** START OF RECORD SET **
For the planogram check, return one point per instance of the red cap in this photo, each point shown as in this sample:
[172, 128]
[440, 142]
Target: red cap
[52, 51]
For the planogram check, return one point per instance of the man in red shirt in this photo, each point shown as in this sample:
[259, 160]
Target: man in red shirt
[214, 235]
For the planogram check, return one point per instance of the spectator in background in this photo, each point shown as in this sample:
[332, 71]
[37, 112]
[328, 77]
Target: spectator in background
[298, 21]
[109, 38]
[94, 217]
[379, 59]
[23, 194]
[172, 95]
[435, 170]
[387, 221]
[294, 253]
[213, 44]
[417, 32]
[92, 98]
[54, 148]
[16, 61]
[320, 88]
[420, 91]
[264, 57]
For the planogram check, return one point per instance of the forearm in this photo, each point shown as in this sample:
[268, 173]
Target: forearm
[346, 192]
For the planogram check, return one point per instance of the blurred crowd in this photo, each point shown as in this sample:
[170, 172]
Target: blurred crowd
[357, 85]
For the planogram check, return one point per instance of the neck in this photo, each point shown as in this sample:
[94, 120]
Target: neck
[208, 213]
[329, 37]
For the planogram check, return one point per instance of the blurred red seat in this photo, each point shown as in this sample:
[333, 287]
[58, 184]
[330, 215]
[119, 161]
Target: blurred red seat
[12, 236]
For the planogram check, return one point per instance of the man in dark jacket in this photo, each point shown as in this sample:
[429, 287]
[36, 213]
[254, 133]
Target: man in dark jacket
** END OF RECORD SET **
*SET TASK*
Write the material out again in its entirety, exactly as shown.

*WRITTEN ANSWER*
For the planogram check, return one point per instance of the red cap in this photo, each point shown as in this sample:
[172, 128]
[440, 142]
Target: red cap
[52, 51]
For the planogram check, return one point per instance of the man in red shirt in this photo, each point shown as in this sample:
[259, 160]
Target: man in red shirt
[214, 235]
For the planogram check, return one point per instance of the spectator in background in this photo, each point shown as in this sample:
[332, 71]
[37, 112]
[328, 77]
Target: spectator in background
[298, 21]
[109, 38]
[94, 217]
[379, 59]
[23, 194]
[172, 95]
[435, 170]
[387, 221]
[294, 253]
[213, 44]
[417, 32]
[92, 98]
[54, 148]
[16, 61]
[320, 88]
[420, 91]
[264, 57]
For the planogram check, return one point per instance of the forearm in this photo, each point shown as in this sample:
[268, 173]
Target: forearm
[346, 192]
For the planogram check, return one point per instance of the blurred crowd in this photo, each point shown as in this sample:
[170, 172]
Target: blurred crowd
[357, 85]
For the planogram check, return one point per instance of the neck in this photo, each point shown as in this sample:
[94, 120]
Target: neck
[208, 213]
[329, 37]
For the planogram check, return one point per instance of the blurred red seat in this photo, each point shown as in this sample:
[333, 287]
[58, 184]
[330, 215]
[119, 161]
Target: blurred red seat
[12, 236]
For the planogram check, return one point per instance of the man in dark jacket in this photo, each point shown as in this sample:
[429, 287]
[36, 213]
[254, 133]
Target: man in dark jacket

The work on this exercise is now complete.